* Begin *

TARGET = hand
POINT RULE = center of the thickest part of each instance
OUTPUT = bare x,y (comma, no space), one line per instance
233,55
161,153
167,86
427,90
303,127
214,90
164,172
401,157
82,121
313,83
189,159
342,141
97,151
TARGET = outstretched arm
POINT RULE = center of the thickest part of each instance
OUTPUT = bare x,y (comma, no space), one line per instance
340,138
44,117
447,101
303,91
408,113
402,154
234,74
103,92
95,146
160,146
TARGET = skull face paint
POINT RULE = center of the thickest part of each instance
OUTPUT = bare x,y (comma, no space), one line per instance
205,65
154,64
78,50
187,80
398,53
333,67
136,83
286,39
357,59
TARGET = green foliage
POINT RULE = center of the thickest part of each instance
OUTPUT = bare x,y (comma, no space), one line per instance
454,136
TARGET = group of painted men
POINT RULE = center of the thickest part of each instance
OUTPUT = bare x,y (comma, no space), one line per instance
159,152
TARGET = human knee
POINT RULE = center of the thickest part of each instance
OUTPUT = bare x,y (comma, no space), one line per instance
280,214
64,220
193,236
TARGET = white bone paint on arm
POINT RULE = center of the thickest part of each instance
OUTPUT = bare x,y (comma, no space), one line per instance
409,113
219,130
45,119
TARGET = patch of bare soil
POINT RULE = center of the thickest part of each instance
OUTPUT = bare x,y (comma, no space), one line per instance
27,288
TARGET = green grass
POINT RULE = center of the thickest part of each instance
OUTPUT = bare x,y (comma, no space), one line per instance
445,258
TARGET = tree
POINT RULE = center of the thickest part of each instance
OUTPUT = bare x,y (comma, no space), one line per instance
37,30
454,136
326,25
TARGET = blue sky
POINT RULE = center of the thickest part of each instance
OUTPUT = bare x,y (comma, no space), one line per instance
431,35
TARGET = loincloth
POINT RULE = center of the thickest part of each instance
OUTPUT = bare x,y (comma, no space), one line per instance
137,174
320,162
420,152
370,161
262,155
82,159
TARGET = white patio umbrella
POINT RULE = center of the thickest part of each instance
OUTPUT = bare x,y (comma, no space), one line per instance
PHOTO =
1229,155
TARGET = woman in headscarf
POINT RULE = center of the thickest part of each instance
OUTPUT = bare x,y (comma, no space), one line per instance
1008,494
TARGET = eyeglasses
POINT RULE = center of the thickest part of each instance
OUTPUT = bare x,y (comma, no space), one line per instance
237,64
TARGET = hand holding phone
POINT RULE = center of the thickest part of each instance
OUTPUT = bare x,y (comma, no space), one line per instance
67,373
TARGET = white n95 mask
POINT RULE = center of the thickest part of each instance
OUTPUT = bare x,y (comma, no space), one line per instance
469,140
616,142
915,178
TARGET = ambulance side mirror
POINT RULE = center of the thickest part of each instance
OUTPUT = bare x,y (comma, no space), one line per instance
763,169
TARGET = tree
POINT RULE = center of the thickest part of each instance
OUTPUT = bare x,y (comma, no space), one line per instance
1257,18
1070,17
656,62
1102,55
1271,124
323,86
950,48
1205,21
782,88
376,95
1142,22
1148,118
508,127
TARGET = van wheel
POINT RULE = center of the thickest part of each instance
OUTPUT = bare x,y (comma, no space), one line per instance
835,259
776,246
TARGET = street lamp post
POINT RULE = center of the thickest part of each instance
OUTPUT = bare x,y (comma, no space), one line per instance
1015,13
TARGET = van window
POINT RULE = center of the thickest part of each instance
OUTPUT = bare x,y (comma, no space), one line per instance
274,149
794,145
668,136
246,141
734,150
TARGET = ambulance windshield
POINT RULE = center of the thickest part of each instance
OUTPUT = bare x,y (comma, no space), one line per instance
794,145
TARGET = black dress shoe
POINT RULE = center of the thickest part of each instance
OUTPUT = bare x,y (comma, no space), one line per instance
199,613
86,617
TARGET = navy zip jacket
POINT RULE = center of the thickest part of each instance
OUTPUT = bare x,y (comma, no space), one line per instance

* End *

§ **AIM**
Reproduce exactly the line containing "TARGET = van wheel" and every line after it through the end of the records above, and nothing else.

§ **RESULT OF THE EXERCISE**
TARGET = van wheel
POINT RULE = center of the thickest part of each instance
OUTPUT = bare x,y (comma, no space), one line per instance
835,259
776,246
TARGET = street lamp post
POINT RULE = center of the thickest part of each instance
OUTPUT = bare x,y (comma, no space), one line per instance
1015,13
TARGET = van window
POINT RULE = center of the thickest part of each instance
OUTPUT = bare x,y (comma, no space), one line per instance
274,149
794,145
668,136
246,141
734,150
TARGET = ambulance windshield
POINT RULE = center of the thickest part of each instance
OUTPUT = bare x,y (comma, no space), one line per instance
794,145
TARGET = black dress shoe
POINT RULE = center of the thickest part of each instance
OUTPUT = bare x,y (comma, no space), one line per instance
199,613
86,617
TARGET = navy zip jacket
POINT RULE = center of the thickest part of each instance
OUTPUT = bare x,y (comma, no space), one line per instance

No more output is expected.